- **Text segment**:
Depression And Microbiota: Intestinal Bacteria May Influence Mental Health
New findings published in the journal Nature Communications reveal that intestinal microbiota may play a role in inducing anxiety and depression.
"We have shown for the first time in an established mouse model of anxiety and depression that bacteria play a crucial role in inducing this abnormal behaviour," said Premysl Bercik, senior author of the paper and an associate professor of medicine with McMaster's Michael G. DeGroote School of Medicine, in a news release. "But it's not only bacteria, it's the altered bi-directional communication between the stressed host -- mice subjected to early life stress -- and its microbiota, that leads to anxiety and depression."
In the study, researchers subjected mice to early life stress with a procedure of maternal separation, meaning that from day three to 21, newborn mice were separated for three hours each day from their mothers and then put back with them.
First, researchers confirmed that mice with complex microbiota which had been maternally separated displayed anxiety and depression-like behavior via abnormal levels of the stress hormone corticosterone. They also showed gut dysfunction based on the release of a major neurotransmitter, acetylcholine.
Next, they found that when the maternally separated germ-free mice were colonized with bacteria from control mice, the bacterial composition and metabolic activity changed within several weeks and the mice began exhibiting anxiety and depression.
"However, if we transfer the bacteria from stressed mice into non stressed germ-free mice, no abnormalities are observed. This suggests that in this model, both host and microbial factors are required for the development of anxiety and depression-like behavior. Neonatal stress leads to increased stress reactivity and gut dysfunction that changes the gut microbiota which, in turn, alters brain function," said Bercik.
He also noted the following, courtesy of the release: "We are starting to explain the complex mechanisms of interaction and dynamics between the gut microbiota and its host. Our data show that relatively minor changes in microbiota profiles or its metabolic activity induced by neonatal stress can have profound effects on host behaviour in adulthood."
Bercik concluded that it would be important to understand how microbiota can shape host behavior and how it might help researchers one day better understand certain psychiatric disorders.

- **Records provided**:
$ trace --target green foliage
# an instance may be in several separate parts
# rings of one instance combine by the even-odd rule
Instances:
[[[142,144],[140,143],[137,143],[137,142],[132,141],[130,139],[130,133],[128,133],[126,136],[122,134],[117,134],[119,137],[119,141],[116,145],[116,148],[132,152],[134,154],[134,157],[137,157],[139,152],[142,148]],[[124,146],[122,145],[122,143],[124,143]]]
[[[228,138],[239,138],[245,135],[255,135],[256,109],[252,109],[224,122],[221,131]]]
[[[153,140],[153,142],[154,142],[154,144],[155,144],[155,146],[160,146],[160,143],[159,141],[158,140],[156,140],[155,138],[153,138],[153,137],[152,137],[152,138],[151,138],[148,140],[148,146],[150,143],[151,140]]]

- **Problem description**:
Answer these questions from the article on gut bacteria and depression:
(a) In which journal were the findings published?
(b) How many hours each day were the newborn mice kept from their mothers during maternal separation?
(c) Which neurotransmitter's release showed gut dysfunction in the maternally separated mice?

- **Exercise answer**:
(a) Nature Communications
(b) Three hours each day, from day three to 21
(c) Acetylcholine